# Stated task
Copy out the listing below, swapping each "Scouting task" for "Marking job" and keeping everything else the same. Leave out the pictures.

# Dataset entries
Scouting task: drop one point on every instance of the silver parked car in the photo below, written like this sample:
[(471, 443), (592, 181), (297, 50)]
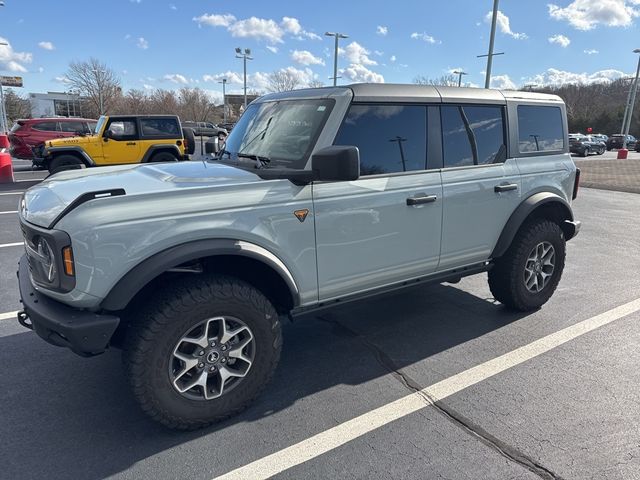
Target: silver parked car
[(318, 197)]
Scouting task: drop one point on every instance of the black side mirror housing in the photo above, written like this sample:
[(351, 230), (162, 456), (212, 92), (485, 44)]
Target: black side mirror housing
[(336, 163)]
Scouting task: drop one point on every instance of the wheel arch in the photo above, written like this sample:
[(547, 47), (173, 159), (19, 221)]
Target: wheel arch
[(539, 205), (240, 259)]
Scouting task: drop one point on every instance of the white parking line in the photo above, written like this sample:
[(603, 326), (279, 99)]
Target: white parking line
[(8, 315), (337, 436), (11, 244)]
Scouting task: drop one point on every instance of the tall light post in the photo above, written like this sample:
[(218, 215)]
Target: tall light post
[(245, 55), (632, 101), (460, 73), (335, 53), (224, 100)]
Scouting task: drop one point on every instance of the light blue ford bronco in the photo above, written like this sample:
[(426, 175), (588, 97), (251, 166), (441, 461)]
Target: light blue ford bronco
[(319, 196)]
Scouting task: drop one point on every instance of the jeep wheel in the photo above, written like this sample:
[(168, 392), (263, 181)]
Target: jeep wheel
[(163, 157), (64, 162), (526, 276), (202, 351)]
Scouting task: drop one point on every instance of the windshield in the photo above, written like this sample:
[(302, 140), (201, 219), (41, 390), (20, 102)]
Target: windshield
[(283, 132), (99, 125)]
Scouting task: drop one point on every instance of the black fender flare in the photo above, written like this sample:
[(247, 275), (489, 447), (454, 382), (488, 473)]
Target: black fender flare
[(88, 161), (147, 270), (525, 209), (155, 148)]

# Answer
Marking job: drop one point on every instance of the silver parked car in the photo below, written like this sample:
[(471, 443), (592, 181), (297, 50)]
Target: silver parked car
[(318, 197)]
Marking job: drop one point on every instance of the black side mirror housing in the photo above, written like this sample:
[(351, 230), (162, 456), (212, 92), (485, 44)]
Target: black side mirror housing
[(336, 163)]
Marking job: drop one point on every instance of the wheel arch in the photo above, written like this sample:
[(547, 47), (173, 159), (19, 221)]
Target: wheel arch
[(539, 205), (240, 259)]
Marking job: drop one point on every instance of the white parking line in the photo above, written like this sample:
[(603, 326), (279, 99)]
Target: white parking line
[(8, 315), (337, 436), (11, 244)]
Marking job: drop one point on every instance of the tall light post in the photo above, written like this sample:
[(218, 215)]
Target: tall light post
[(245, 55), (632, 101), (460, 73), (335, 53), (224, 100)]
Marking job: drop one point on every instance of the light blue ford bronco in the photo above, written like this sample:
[(426, 175), (588, 97), (251, 166), (441, 461)]
Target: light blue ford bronco
[(319, 196)]
Marking job: drop one point on every instance of the jeep wheel in the photo above, written like this sample:
[(168, 392), (263, 181)]
Target: jeep wheel
[(163, 157), (64, 162), (526, 276), (202, 351)]
Marking job: drop one point on every instance of the windshield in the photo above, written like this sample:
[(302, 140), (201, 219), (41, 390), (20, 102)]
Target: windshield
[(283, 132), (99, 125)]
Marking job: drop one point on every instance of the black fender flare in the photo above, written like this sample:
[(247, 275), (489, 447), (454, 382), (488, 473)]
Target: black fender flare
[(88, 161), (147, 270), (525, 209), (155, 148)]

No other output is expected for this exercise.